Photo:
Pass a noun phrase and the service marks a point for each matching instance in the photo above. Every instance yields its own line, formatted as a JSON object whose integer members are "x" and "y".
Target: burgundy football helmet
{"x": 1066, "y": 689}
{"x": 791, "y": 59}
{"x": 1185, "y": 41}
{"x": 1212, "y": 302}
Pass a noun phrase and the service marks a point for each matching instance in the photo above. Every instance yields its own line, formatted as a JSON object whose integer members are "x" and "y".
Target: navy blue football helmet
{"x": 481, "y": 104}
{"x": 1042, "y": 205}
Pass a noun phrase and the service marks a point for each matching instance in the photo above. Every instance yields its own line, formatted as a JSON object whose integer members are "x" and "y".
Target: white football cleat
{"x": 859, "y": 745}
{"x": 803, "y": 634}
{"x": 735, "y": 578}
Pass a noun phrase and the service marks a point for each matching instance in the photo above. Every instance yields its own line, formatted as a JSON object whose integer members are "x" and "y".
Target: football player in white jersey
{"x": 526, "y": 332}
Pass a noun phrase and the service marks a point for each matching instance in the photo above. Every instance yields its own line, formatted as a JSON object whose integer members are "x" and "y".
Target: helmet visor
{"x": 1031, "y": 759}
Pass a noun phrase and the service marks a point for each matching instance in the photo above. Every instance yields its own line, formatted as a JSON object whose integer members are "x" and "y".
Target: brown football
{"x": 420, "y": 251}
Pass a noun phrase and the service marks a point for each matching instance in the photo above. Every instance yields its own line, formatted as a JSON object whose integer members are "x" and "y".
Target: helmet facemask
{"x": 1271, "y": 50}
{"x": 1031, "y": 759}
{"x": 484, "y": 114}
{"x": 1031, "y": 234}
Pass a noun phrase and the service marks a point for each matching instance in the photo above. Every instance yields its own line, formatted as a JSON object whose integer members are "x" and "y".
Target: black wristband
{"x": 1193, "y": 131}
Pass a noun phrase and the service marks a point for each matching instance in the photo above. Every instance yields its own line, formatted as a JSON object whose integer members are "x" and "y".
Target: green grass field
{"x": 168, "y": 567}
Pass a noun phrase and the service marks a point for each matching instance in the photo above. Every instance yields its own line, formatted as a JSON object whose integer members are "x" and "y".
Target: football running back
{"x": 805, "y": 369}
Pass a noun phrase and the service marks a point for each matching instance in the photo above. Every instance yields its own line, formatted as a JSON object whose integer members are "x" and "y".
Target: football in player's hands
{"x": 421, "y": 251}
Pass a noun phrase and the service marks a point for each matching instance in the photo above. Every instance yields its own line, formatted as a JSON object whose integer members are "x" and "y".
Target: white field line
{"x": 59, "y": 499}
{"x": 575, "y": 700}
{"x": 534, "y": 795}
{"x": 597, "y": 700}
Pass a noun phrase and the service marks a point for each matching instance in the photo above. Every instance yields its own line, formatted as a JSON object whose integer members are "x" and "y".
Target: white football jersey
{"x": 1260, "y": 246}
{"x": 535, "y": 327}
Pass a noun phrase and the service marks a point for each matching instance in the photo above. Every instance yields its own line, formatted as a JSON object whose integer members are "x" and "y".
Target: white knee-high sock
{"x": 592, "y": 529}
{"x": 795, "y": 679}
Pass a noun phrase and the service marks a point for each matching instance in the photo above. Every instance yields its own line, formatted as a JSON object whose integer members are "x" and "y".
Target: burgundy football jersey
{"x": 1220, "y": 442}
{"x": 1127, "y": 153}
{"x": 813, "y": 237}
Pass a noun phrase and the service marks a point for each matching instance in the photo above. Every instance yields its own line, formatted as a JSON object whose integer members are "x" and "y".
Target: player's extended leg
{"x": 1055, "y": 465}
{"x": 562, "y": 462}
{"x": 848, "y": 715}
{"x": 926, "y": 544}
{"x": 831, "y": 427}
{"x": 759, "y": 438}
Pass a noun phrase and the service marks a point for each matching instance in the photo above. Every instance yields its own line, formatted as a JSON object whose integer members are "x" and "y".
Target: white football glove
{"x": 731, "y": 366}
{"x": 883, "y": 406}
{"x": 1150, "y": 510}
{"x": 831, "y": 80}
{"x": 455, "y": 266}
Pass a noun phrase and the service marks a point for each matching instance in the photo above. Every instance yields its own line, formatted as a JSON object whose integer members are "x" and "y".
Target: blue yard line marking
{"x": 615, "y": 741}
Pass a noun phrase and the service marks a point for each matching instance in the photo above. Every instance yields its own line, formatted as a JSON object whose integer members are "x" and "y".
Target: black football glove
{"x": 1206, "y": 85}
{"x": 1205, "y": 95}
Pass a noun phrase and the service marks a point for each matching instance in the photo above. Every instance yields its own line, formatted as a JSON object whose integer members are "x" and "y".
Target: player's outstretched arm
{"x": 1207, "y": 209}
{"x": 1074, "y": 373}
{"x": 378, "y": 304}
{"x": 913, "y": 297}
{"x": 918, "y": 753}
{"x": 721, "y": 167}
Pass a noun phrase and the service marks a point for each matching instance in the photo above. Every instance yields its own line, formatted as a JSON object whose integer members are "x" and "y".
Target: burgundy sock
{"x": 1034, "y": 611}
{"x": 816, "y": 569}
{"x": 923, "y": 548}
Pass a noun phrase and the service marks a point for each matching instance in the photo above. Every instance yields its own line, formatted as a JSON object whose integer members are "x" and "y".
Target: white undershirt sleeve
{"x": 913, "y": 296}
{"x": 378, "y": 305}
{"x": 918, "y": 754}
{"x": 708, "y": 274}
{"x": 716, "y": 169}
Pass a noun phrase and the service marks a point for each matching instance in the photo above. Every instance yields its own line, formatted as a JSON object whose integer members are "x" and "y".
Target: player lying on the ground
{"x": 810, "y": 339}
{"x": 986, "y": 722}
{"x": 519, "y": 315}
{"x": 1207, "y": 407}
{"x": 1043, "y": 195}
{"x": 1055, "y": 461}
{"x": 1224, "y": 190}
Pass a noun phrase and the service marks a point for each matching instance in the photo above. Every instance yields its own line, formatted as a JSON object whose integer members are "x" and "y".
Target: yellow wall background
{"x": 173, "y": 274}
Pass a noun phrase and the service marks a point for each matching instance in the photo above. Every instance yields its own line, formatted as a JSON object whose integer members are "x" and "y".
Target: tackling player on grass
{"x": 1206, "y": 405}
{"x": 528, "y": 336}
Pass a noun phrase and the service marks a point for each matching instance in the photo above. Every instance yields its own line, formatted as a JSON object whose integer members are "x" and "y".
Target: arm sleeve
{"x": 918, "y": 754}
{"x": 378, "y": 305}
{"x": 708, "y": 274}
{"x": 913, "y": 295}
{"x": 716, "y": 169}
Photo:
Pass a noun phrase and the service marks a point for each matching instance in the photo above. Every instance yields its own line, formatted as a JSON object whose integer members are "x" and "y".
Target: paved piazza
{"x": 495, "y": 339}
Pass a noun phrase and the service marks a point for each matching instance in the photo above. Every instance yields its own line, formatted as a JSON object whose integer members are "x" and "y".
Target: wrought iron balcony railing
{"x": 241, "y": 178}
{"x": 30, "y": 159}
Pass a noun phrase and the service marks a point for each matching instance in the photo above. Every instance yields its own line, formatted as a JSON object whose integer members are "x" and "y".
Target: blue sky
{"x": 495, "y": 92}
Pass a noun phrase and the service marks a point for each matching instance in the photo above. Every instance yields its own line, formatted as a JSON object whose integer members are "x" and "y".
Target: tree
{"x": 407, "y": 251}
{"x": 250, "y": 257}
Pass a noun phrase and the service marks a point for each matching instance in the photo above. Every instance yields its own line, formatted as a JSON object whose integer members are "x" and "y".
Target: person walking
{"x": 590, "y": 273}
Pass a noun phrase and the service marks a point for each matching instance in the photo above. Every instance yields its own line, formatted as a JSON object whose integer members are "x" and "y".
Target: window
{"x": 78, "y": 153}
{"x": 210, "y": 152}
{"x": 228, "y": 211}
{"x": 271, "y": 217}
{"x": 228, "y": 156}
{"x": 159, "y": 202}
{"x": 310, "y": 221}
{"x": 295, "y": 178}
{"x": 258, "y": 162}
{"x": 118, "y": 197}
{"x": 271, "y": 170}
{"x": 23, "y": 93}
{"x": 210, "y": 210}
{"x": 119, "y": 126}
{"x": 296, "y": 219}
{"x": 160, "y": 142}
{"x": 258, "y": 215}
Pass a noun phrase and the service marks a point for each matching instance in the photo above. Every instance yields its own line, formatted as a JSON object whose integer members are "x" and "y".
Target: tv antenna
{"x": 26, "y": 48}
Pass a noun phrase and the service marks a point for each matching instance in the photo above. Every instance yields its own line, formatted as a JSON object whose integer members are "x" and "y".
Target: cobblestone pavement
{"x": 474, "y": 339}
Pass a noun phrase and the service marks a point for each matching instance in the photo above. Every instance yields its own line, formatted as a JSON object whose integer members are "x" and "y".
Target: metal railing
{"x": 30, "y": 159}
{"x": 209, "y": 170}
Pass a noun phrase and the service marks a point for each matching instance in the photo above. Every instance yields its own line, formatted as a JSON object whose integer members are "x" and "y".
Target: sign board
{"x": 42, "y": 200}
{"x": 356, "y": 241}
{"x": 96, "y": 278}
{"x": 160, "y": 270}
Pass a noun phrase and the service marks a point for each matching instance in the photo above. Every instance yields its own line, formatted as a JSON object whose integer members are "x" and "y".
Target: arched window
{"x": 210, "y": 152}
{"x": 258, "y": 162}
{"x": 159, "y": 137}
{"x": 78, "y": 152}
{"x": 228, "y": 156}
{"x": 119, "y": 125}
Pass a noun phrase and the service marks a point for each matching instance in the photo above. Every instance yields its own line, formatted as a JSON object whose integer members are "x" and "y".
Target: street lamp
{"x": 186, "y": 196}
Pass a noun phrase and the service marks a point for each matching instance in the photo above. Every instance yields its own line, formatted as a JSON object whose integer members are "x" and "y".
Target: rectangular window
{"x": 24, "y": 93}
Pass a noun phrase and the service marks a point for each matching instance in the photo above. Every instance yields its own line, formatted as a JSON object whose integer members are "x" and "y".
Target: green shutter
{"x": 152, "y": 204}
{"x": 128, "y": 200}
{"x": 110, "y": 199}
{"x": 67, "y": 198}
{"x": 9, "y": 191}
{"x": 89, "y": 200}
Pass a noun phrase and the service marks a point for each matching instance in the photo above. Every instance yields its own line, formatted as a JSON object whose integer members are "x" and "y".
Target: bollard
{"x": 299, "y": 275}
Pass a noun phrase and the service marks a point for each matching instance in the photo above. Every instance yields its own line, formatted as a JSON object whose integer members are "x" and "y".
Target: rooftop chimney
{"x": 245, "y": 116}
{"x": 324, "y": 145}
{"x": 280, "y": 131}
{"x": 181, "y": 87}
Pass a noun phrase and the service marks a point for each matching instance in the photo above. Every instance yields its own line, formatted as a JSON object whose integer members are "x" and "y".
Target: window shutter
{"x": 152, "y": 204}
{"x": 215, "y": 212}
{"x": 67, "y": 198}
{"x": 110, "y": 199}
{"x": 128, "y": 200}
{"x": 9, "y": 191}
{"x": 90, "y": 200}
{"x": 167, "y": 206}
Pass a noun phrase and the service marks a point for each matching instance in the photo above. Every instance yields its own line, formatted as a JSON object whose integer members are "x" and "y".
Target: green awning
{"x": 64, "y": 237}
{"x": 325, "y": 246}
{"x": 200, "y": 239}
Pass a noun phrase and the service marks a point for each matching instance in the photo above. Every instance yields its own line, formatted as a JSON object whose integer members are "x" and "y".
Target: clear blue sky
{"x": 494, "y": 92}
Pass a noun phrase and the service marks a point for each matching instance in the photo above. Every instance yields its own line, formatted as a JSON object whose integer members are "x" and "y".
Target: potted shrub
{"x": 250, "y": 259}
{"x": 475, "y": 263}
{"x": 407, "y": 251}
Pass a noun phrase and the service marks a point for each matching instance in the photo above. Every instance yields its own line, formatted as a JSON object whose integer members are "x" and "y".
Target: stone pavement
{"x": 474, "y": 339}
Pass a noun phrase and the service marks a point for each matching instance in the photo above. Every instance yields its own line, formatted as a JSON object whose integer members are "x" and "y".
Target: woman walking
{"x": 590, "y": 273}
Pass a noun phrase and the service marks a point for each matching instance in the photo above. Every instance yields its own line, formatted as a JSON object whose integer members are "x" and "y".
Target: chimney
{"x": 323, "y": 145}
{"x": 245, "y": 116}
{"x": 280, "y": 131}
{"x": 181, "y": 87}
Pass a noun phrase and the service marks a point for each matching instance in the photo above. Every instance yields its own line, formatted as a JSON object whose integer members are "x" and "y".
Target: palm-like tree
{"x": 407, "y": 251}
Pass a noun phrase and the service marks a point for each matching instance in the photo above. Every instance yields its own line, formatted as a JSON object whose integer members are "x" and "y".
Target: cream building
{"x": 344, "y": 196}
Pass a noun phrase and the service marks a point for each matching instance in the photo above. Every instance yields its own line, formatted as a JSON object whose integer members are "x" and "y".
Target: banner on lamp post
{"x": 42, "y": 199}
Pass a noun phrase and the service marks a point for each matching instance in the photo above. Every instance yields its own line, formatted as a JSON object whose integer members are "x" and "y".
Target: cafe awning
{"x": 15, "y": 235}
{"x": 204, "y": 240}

☆ ☆ ☆ ☆

> _Exercise instructions_: From the records above, copy out each line that contains the word "walking", treating uppercase and lowercase letters as different.

> _Answer to this problem_:
Target: person walking
Target: woman walking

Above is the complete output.